» Work instructions:
Copy out each line of the data that contains "fabric".

» Data entries:
= = =

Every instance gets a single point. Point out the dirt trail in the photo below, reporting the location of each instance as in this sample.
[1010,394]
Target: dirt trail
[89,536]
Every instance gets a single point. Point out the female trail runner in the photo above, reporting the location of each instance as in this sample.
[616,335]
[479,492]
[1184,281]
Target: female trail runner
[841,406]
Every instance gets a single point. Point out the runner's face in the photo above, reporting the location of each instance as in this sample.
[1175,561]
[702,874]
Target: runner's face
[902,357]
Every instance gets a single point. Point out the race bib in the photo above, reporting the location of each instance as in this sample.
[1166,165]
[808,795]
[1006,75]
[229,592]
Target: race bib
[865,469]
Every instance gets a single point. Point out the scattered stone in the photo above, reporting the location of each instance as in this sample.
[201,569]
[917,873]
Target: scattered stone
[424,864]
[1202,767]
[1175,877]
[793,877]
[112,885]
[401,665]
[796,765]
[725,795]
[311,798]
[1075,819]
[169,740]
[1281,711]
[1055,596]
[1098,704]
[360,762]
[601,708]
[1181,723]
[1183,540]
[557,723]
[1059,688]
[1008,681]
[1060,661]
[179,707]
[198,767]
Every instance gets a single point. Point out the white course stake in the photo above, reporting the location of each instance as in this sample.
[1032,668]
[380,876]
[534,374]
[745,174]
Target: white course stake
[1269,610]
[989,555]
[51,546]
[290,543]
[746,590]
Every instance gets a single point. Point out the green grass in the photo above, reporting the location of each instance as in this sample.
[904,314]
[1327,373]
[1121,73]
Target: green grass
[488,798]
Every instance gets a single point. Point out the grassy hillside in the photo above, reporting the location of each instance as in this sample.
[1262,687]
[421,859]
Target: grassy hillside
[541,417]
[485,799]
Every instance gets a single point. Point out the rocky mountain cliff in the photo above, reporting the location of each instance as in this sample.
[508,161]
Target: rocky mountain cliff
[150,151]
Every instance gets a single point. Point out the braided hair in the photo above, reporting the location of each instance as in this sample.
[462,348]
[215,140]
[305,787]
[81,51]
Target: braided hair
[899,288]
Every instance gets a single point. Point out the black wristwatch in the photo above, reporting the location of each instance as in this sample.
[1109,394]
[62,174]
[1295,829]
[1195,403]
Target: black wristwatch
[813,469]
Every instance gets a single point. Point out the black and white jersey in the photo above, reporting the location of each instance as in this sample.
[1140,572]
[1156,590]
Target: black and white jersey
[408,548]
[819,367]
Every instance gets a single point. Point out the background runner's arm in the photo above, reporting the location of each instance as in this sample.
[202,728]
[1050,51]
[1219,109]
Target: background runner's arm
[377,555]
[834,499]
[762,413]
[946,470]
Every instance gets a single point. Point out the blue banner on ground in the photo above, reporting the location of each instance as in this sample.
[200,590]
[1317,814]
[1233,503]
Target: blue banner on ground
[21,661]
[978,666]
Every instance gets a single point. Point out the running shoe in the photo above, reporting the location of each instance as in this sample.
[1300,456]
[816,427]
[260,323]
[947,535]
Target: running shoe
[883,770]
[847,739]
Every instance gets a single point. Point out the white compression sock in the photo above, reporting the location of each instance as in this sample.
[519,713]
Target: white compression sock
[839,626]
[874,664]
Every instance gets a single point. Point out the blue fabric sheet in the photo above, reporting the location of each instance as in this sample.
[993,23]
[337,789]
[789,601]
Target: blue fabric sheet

= = =

» Task answer:
Every instance gets a single point. Point out the blue fabric sheet in the photo above, reporting the location of each instance as in this sample.
Target: blue fabric sheet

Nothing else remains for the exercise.